• BRIEF
Reproduce the rows below word for word, from the start of the rows up to and including the line that contains "[[856, 83], [142, 167]]". Leave the pictures out of your reply.

(Dataset excerpts on pointing at objects)

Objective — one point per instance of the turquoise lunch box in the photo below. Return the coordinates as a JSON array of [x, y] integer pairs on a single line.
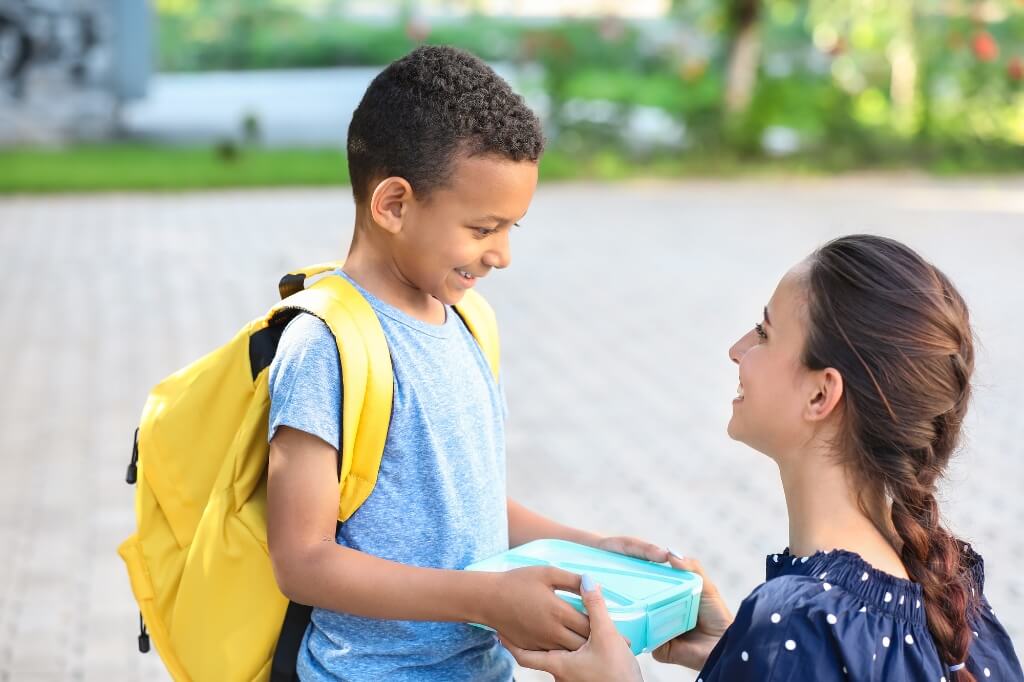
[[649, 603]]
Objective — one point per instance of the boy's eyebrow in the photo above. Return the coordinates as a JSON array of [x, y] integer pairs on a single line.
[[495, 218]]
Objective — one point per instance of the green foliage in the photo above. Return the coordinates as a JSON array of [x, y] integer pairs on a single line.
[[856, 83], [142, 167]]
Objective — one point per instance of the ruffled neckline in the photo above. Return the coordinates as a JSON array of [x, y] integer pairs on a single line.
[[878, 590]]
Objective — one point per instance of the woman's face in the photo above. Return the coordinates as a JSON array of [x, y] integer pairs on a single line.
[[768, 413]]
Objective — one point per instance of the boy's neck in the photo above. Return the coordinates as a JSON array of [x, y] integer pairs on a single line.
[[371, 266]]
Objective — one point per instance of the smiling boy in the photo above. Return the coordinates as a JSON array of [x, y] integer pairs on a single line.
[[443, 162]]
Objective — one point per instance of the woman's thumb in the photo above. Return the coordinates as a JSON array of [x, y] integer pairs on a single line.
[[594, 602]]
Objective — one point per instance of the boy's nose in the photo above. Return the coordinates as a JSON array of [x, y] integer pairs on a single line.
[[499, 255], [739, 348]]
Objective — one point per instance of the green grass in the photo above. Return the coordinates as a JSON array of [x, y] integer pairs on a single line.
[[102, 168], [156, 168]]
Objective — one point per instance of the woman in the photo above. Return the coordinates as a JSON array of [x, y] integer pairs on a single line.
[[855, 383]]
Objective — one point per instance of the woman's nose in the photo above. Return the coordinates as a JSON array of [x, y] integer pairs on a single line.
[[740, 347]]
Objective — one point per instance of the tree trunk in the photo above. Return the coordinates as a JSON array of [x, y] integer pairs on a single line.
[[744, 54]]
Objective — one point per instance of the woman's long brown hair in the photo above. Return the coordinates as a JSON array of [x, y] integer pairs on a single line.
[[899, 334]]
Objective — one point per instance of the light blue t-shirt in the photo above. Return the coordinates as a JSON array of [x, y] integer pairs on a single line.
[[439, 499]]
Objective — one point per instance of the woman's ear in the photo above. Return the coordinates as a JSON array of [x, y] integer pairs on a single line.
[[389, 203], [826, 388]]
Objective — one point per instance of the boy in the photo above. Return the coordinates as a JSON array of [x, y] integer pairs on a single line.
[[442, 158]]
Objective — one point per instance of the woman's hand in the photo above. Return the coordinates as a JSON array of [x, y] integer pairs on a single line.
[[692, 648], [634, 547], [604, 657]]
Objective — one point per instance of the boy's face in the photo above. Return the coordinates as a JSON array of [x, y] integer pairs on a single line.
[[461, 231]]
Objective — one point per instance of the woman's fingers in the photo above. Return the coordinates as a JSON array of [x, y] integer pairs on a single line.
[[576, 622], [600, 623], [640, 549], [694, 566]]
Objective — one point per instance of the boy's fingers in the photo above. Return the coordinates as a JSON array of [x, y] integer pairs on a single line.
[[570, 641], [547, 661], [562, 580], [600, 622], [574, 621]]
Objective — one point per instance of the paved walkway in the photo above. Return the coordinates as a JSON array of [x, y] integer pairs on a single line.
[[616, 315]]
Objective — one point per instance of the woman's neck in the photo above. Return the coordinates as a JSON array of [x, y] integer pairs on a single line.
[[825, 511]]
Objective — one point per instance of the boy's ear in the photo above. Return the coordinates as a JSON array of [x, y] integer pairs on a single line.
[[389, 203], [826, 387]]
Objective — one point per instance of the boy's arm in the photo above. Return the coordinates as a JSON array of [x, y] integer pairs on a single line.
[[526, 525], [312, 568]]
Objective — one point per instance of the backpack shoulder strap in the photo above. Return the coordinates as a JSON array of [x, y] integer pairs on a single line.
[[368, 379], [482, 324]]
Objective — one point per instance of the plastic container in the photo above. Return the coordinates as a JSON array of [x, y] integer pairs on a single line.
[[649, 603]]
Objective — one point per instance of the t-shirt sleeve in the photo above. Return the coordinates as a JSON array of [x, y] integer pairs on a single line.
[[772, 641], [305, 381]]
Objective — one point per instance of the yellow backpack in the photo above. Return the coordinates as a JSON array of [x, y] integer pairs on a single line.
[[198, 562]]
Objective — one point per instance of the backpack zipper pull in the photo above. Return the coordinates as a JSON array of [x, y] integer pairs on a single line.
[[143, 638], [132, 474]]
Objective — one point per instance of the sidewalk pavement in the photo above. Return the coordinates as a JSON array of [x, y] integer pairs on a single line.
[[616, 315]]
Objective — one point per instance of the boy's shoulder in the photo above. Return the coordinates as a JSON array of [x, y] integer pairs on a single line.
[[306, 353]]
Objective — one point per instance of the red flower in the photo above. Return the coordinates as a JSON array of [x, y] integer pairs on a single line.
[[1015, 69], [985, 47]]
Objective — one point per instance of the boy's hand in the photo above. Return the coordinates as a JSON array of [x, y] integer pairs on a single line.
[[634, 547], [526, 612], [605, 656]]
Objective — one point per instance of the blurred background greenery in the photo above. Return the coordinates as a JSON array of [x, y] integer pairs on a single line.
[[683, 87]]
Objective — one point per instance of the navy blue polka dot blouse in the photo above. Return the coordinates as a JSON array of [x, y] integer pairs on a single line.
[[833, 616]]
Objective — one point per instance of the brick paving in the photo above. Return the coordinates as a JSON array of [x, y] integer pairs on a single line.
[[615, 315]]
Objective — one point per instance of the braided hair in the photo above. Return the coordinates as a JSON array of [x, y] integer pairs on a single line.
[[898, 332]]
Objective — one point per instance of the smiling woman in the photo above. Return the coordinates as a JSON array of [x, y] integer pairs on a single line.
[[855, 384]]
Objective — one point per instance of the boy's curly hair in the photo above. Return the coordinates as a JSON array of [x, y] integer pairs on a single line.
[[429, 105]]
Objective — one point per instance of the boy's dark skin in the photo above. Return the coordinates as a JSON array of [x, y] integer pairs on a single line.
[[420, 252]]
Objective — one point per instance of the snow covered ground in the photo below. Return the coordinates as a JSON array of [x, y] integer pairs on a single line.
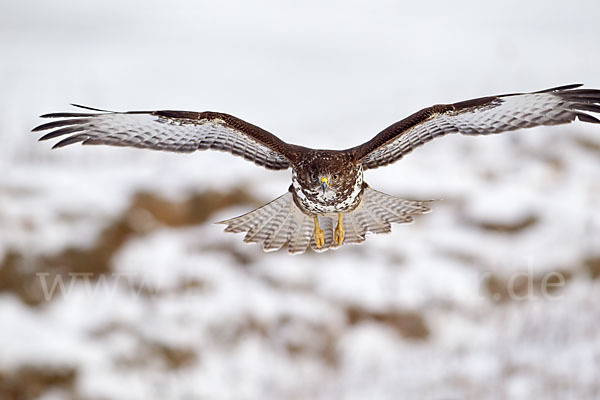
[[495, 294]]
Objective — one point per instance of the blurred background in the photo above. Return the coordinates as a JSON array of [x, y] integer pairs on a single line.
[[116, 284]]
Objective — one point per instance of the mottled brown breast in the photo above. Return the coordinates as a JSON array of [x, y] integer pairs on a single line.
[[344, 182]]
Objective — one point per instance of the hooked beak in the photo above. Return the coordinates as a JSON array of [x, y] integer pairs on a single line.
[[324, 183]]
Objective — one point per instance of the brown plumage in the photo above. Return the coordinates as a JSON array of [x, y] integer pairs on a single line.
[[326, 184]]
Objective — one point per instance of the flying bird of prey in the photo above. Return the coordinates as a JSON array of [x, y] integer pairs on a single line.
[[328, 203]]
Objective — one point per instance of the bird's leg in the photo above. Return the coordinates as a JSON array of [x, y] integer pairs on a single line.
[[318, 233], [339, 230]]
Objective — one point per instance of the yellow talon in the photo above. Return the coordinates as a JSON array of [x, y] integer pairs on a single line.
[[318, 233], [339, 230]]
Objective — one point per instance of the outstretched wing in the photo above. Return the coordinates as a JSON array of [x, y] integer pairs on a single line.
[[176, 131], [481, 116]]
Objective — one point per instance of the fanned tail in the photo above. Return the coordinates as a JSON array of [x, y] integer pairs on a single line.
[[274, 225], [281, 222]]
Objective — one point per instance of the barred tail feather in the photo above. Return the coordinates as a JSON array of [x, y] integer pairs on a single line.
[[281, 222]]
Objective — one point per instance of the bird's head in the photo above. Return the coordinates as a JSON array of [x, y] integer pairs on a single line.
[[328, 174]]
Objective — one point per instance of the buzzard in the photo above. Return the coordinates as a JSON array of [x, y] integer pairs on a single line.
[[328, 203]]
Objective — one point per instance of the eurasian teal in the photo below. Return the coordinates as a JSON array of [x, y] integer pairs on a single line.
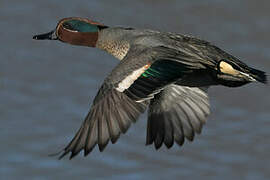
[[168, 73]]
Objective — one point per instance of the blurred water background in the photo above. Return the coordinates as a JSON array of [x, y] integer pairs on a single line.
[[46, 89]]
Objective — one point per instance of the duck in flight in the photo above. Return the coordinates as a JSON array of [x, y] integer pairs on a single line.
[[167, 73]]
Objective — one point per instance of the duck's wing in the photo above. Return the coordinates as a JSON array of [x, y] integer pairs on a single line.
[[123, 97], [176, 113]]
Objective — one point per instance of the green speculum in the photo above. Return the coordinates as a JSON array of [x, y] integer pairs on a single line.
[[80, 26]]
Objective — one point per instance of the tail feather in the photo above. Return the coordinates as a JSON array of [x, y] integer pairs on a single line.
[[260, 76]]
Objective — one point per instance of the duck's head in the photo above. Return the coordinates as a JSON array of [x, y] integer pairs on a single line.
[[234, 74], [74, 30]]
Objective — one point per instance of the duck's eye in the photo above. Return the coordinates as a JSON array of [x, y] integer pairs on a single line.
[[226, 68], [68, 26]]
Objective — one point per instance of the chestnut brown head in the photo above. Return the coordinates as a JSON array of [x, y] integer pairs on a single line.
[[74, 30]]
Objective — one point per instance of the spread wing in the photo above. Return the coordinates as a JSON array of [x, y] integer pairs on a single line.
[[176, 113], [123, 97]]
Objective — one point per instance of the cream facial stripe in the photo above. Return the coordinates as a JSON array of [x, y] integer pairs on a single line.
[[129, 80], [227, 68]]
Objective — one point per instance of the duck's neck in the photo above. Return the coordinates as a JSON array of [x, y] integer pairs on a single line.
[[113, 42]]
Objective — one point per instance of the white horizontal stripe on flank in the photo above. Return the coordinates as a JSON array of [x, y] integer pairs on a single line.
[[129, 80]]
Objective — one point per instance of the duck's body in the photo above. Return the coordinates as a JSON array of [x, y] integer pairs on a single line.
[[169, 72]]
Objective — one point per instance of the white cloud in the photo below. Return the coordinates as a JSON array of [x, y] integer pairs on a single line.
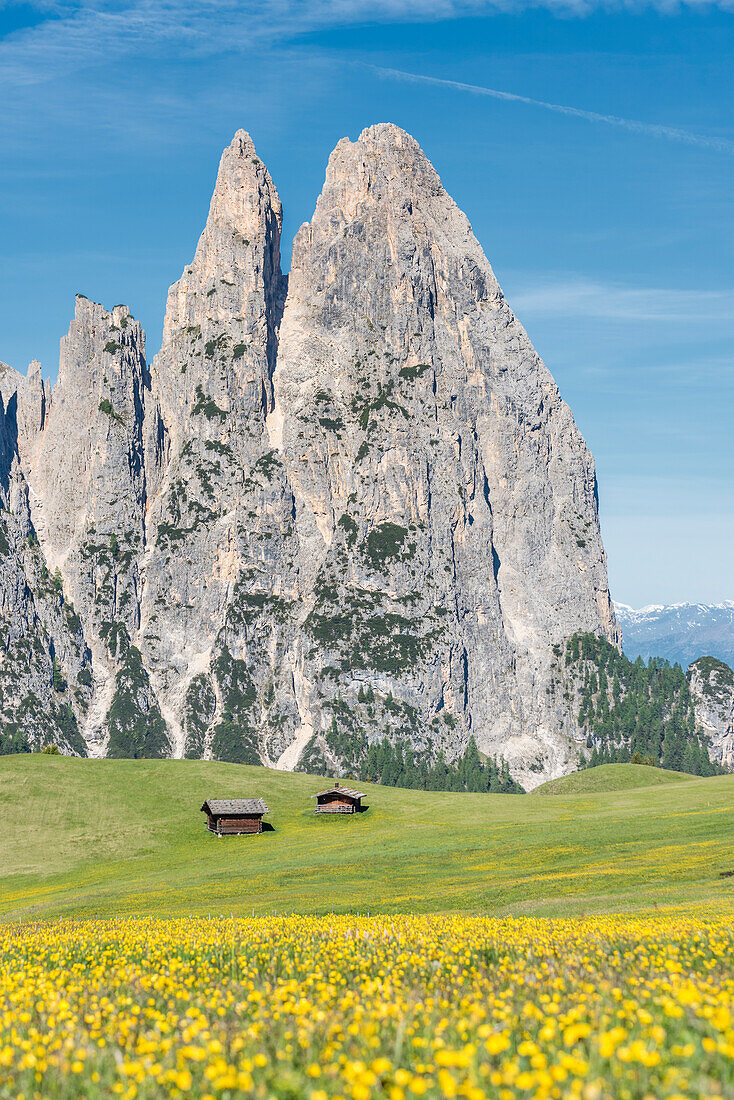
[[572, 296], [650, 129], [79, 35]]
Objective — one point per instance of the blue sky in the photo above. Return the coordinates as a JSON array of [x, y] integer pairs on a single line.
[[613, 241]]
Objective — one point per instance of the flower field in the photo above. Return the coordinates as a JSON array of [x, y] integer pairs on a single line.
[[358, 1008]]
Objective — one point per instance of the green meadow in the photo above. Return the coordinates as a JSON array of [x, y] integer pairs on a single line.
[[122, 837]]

• TASK RESULT
Objective — one point per instance of the turquoise lunch box in the photo below. Return the coordinates as a JSON array of [x, y] integer pairs on a single line.
[[649, 603]]
Objective — one point per instance of the boy's eyebrow in the photo above. Return the coordinates as a JSON array of [x, y] integer pairs on a single line.
[[495, 218]]
Objective — one point per instance of the green foliage in the photo above. Return the coordinates as a JSON array of [x, y] integer pairs on a single line.
[[856, 83], [142, 167]]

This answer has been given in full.